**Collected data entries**

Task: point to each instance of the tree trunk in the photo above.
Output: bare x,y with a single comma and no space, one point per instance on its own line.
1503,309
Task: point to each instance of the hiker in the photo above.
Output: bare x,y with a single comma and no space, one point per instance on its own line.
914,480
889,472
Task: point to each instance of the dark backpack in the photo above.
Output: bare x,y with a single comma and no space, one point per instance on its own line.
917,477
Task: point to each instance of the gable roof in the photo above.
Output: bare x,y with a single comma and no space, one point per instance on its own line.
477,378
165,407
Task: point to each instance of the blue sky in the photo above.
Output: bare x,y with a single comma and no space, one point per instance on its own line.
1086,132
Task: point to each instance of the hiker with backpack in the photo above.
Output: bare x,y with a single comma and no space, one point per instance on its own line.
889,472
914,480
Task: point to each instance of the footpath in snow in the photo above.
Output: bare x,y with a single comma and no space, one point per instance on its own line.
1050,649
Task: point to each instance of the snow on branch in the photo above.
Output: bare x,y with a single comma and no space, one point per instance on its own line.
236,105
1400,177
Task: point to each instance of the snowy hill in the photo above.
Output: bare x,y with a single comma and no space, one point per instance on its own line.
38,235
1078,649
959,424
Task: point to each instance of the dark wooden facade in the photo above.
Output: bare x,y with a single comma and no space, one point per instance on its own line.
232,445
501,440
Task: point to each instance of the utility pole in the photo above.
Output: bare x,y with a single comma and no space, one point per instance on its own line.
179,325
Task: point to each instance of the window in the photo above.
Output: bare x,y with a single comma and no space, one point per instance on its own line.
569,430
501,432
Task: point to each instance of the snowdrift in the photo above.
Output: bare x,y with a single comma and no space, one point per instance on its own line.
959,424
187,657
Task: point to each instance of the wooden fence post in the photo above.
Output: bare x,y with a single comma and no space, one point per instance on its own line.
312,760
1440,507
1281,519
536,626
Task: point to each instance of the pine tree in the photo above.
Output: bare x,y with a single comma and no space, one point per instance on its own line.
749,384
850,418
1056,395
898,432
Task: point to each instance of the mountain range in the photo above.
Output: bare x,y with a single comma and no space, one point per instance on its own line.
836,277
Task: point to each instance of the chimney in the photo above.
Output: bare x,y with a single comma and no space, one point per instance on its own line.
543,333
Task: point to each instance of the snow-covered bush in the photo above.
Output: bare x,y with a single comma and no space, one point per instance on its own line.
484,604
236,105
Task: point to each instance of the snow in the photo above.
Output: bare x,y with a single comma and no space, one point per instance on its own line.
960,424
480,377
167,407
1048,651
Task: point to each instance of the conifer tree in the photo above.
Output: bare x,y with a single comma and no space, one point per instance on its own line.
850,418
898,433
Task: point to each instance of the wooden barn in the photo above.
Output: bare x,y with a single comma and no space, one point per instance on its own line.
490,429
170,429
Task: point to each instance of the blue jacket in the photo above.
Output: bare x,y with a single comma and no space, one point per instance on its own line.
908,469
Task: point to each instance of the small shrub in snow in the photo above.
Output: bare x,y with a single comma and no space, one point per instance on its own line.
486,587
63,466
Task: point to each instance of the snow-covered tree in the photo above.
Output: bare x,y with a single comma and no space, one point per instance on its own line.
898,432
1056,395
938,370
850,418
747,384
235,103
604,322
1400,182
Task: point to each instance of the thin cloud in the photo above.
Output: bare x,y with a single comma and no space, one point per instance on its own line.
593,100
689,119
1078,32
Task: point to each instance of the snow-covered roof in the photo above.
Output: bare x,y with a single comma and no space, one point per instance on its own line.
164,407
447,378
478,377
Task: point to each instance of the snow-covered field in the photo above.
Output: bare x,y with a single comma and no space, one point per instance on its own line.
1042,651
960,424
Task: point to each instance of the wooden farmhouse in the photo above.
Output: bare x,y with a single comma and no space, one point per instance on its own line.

**WHAT NEEDS TO BE DONE**
Exact repetition of every record is required.

**WRITTEN SOLUTION**
Task: point to each instance of the tree trunk in the photo above.
Output: bare x,y with a single comma and no space, one point per instance on its own line.
1503,309
Task: point to each instance of the hiker in the photo above.
Output: bare x,y with a single comma and no space, one point per instance on its own line.
914,480
889,472
Task: point to each instance of the dark backpack in the photo above.
Output: bare x,y with a single comma and no space, one point per instance on its own line.
917,477
Task: point to each instance of the gable roof in the photo above.
Output: bare x,y with a single comma and no space, one point per instance on its own line.
477,378
165,407
Task: point to each instance of the blue sky in the photo above.
Output: bare x,y with a single comma and no space, one point per instance on its own line.
1086,132
Task: point to each instance of the hiker with backpack in the photo above.
Output: bare x,y with a single comma and no space, one point per instance on its own line.
889,472
914,480
Task: point to each instance of the footpath in snow in the photo above.
Output: bare x,y with a single comma and no space, one point per instance on its own line.
1050,649
Task: point to each instance of the snow on branch in the photo above.
Output: bare x,y with a single comma and no space, one point per instance on its own line.
236,105
1400,177
Task: point to each instance of the snowy hill in the photo above.
Output: bare x,y with a single comma and no space, one point per instance on its own line.
38,235
1078,649
959,424
Task: point to each instance of the dark wooden facade in the photo above.
Output: bare x,y with a single comma and no space, one point per instance on its own line.
232,445
501,440
Task: point to each instance of the utility pole in the photo above.
Output: bare x,y with a single comma and no space, one point per instance on its own line.
179,325
Task: point to each instance of the window in the photo above.
Output: bare x,y with a single comma and no space, one point per instance on its own line.
569,430
501,432
Task: point to each instance of the snowdrift in the photo above.
Output: bare x,y with a single comma and no space, one point per instance on its own line.
959,424
187,657
Task: point to each instance of the wooden fence post in the photo above.
Output: bare x,y with a single comma and no space, one point per instance on its own line.
312,760
1440,507
1281,519
536,626
Task: point to each instance of the pine tree in the photo above.
Output: bare x,y with a single comma and no space, one point per instance on its own line.
749,384
850,418
1056,395
898,432
Task: point to each instance of the mountain range in the photo above.
Output: bare x,y with a single comma and no space, one point per instance on its own line.
836,277
Task: point to each instance of the chimney in the photo above.
Output: bare x,y with a single comma and no space, one point per instance on its own line.
543,333
Task: point to each instance of the snow-covered bush in the photo above.
Output: bare x,y with a single comma and no space, one point per instance on its own line.
484,604
236,105
Task: point to each instance of the snow in the photo above.
Output: bare x,y with a single comma and no space, one point per instance on its own line.
960,424
480,377
167,407
1048,651
Task: point to each instance of the conifer tree in the photo above.
Output: bare x,y with a single comma and no space, one point per instance on its own line.
850,418
898,433
Task: point to each instance of the wooden barn in the photo above.
Output: bare x,y with a single comma and no space, one point per instance on its own line.
490,429
170,429
Task: point to each instance of the blue jacket in the photo above.
Output: bare x,y with a single comma and no space, one point per instance on its own line.
908,469
Task: point to each instance of the small shrub in snow in the photo above.
Output: bare x,y with a single comma and no space, one point per instance on its own line.
486,587
63,466
Task: point to each instance of the snow-covered tree in the photo above.
Output: bare x,y with a single comma and no space, one point per instance on its own line.
898,432
1056,395
938,370
850,418
747,384
235,103
604,322
1400,182
Task: point to each instance of the thin cloud in the photo above.
Output: bare x,y with a single comma and no space, one point per instance on its own line.
593,100
689,119
1078,32
Task: point to each instance of the snow-covered roof in the photo above.
Output: bare x,y with a single comma and no space, one point per instance on its own line.
164,407
447,378
478,377
Task: point to each instance of the snow-covered field in the photo above.
Output: bare x,y with a single comma and no space, one point per instance on its own line.
1042,651
960,424
Task: point to each instance of the wooden farmhouse in the photo above.
Output: bare x,y with a single comma and no space, one point per instance on its own line.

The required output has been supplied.